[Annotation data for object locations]
* START *
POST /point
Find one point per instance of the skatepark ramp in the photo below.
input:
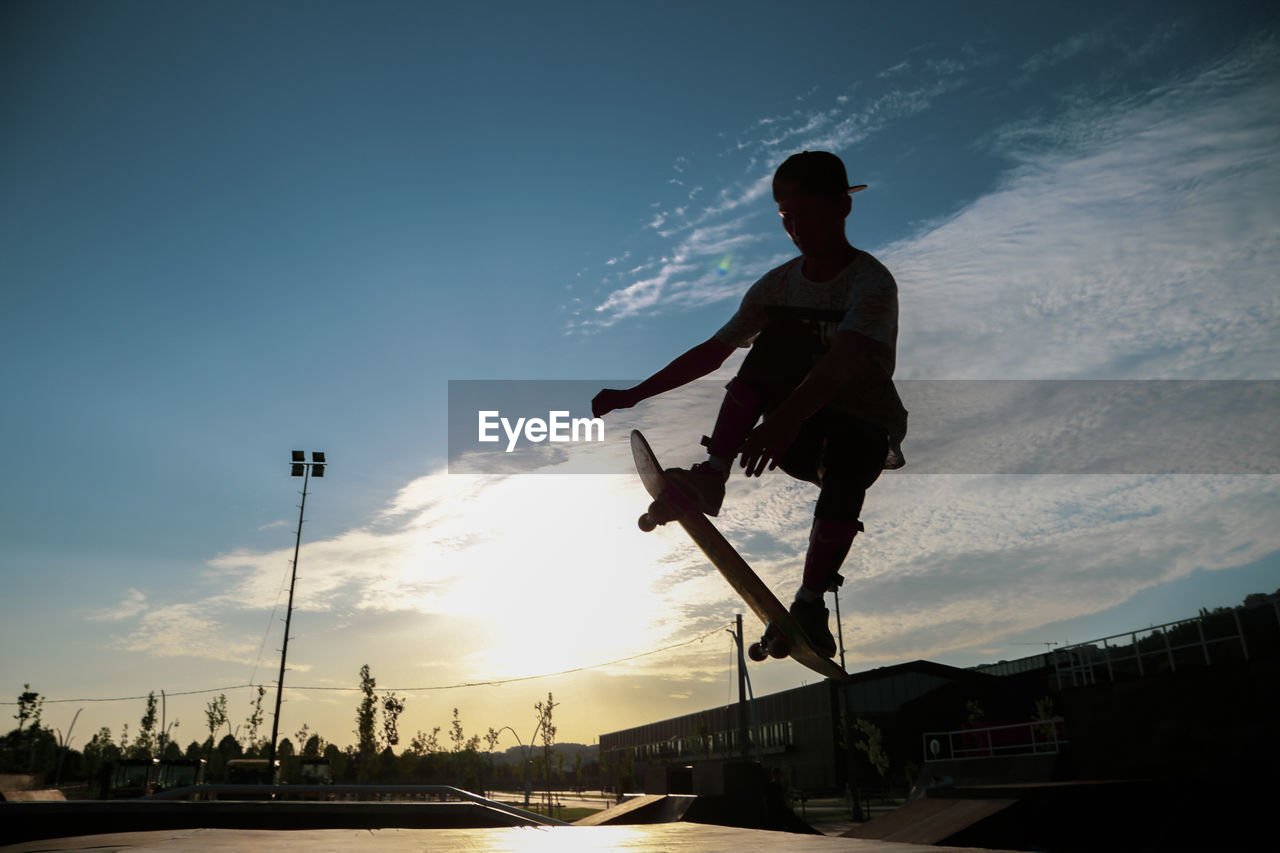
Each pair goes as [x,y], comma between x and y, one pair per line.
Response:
[644,808]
* END *
Copy every line of the items above word for word, but leave out the pictures.

EXERCISE RESULT:
POST /point
Find one point per instance of the skatepark ramp in the photo below.
input:
Each pair goes as [x,y], comma between x and y, one pair per line.
Response:
[644,808]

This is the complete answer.